### SET EXERCISE
Reproduce every one of the rows below word for word, keeping them in the same order.

### EXERCISE DATA
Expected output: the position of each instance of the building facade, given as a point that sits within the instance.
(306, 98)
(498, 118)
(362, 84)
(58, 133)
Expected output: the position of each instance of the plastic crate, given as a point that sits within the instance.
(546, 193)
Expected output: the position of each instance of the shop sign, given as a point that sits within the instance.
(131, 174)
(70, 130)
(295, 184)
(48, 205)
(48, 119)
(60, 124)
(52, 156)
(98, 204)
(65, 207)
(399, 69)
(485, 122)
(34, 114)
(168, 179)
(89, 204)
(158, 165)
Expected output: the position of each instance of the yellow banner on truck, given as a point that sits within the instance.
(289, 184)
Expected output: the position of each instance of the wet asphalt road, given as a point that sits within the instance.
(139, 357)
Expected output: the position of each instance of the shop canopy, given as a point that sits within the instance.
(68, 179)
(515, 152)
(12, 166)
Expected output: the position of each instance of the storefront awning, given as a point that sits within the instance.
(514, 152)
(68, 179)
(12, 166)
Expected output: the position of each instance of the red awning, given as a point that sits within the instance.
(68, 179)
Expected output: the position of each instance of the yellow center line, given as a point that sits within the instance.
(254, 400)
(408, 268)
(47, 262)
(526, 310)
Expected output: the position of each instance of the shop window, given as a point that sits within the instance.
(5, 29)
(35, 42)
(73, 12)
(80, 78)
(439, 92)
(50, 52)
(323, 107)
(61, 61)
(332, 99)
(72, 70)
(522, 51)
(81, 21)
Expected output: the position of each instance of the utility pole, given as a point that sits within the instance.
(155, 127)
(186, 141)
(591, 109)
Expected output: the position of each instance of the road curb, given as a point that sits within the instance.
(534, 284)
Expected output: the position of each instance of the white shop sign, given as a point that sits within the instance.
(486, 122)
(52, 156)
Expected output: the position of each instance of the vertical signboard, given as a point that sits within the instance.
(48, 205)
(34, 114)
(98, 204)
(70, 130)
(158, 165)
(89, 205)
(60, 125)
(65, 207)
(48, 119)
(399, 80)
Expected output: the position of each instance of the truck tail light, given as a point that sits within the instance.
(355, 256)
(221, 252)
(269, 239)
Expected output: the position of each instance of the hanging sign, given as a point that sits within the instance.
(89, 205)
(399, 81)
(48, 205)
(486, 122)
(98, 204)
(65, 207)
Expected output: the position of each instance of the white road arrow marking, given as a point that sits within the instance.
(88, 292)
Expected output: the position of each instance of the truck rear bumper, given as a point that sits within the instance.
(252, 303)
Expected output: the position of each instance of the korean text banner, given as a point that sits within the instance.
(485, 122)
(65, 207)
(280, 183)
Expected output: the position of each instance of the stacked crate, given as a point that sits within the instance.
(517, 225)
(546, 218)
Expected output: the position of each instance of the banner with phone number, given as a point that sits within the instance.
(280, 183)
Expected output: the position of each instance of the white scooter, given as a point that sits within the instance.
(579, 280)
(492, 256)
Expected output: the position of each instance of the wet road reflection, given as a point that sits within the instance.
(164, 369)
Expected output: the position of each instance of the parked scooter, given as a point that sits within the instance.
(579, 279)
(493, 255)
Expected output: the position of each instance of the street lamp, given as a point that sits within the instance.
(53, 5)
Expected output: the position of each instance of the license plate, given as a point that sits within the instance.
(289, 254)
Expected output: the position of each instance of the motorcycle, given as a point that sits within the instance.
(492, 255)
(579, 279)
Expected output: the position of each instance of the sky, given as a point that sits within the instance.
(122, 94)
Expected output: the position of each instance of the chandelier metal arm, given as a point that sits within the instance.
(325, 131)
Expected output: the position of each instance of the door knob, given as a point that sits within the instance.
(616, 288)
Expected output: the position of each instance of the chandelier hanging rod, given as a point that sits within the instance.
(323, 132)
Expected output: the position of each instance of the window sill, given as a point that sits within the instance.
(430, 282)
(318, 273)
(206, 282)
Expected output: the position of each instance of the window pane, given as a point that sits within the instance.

### COMPLETE OUTPUT
Expected output: the position of each instance of the building facade, given as a point that sits within the instance.
(306, 98)
(498, 118)
(362, 84)
(58, 133)
Expected output: the position of each instance of the plastic crate, given as a point that sits within the instance.
(546, 193)
Expected output: the position of each instance of the shop sign, given as a point that sits within the instance.
(131, 174)
(70, 130)
(295, 184)
(48, 205)
(48, 119)
(60, 124)
(52, 156)
(98, 204)
(65, 207)
(399, 69)
(485, 122)
(34, 114)
(168, 179)
(89, 204)
(158, 165)
Expected output: the position of each instance of the yellow banner on truck, given as a point that sits within the instance.
(289, 184)
Expected output: the position of each instance of the wet asphalt road, given as a point that sits within the instance.
(139, 357)
Expected output: the position of each instance of the shop canopy, given as a point that sits within the instance.
(68, 179)
(515, 152)
(12, 166)
Expected output: the position of each instance of the storefront awning, given as a point that sits within the instance.
(514, 152)
(68, 179)
(12, 166)
Expected output: the position of each instance of the red awning, given as a point that sits within the instance.
(68, 179)
Expected output: the position of each instance of the yellow center line, given as a point that sits within the instance.
(254, 400)
(408, 268)
(47, 262)
(526, 310)
Expected output: the position of each instance of the shop window, given as a point that sits within the instance.
(5, 29)
(35, 42)
(73, 12)
(80, 78)
(439, 92)
(50, 52)
(323, 107)
(61, 61)
(332, 99)
(72, 70)
(522, 51)
(81, 21)
Expected output: the position of each instance of the utility pole, given as a point that sits within the instance.
(155, 127)
(186, 141)
(591, 109)
Expected output: the position of each instance of the road curb, given as a point that sits within the instance.
(534, 284)
Expected output: the position of each instance of the white shop sign, given as a point that sits within the instance.
(486, 122)
(52, 156)
Expected output: the position of each instance of the vertical signboard, given as a point that sits within the instance.
(48, 205)
(34, 114)
(98, 204)
(70, 130)
(158, 165)
(89, 205)
(60, 125)
(65, 207)
(48, 119)
(399, 80)
Expected output: the position of each instance of the truck tail light, given as a point that sits within the instance.
(355, 256)
(221, 252)
(269, 239)
Expected output: the position of each instance of the hanging sign, given as a point that sits within the instance.
(89, 205)
(399, 81)
(48, 205)
(486, 122)
(98, 204)
(65, 207)
Expected output: the position of each instance of the white road arrow marking, given as a point that sits within the instance.
(88, 292)
Expected output: the position of each instance of the truck rear bumper, given as a point that sits within the instance.
(252, 303)
Expected output: the position of each instance of the korean text banner, given as a point that sits within the instance.
(485, 122)
(65, 207)
(280, 183)
Expected output: the position of each instance of the stacked crate, given as a point that sits within the instance.
(517, 225)
(546, 218)
Expected output: the position of each instance of the banner with phone number, given as a point that sits within the instance.
(280, 183)
Expected output: the position of each instance of the white scooter, given as a point that sits within the instance.
(579, 280)
(492, 256)
Expected output: the position of each instance of the wet road reflection, given as a point that sits within the instance.
(164, 369)
Expected output: the position of each instance of the parked scooter, given as a point that sits within the instance.
(579, 279)
(493, 255)
Expected output: the position of each instance of the street lamp, given as a point that sits within the instance.
(53, 5)
Expected output: the position of each instance of the license plate, given as a point that sits within the instance.
(289, 254)
Expected output: the position of each instance of the motorcycle, given as a point that sits within the instance.
(492, 255)
(579, 279)
Expected output: the position of each instance of the sky, given as a point that sits within the instance.
(122, 94)
Expected output: the position of each instance of the chandelier metal arm, given as a point that sits within the instance.
(325, 131)
Expected output: the position of each instance of the door knob, given as a point that sits within the instance.
(616, 288)
Expected output: the position of each instance of the chandelier hanging rod, given as a point that sits within the instance.
(323, 132)
Expected output: the position of each instance of the window sill, given as a point that sits within the instance.
(430, 282)
(318, 273)
(206, 282)
Expected output: the position of each instance of the window pane, given as a point that sits within the instance.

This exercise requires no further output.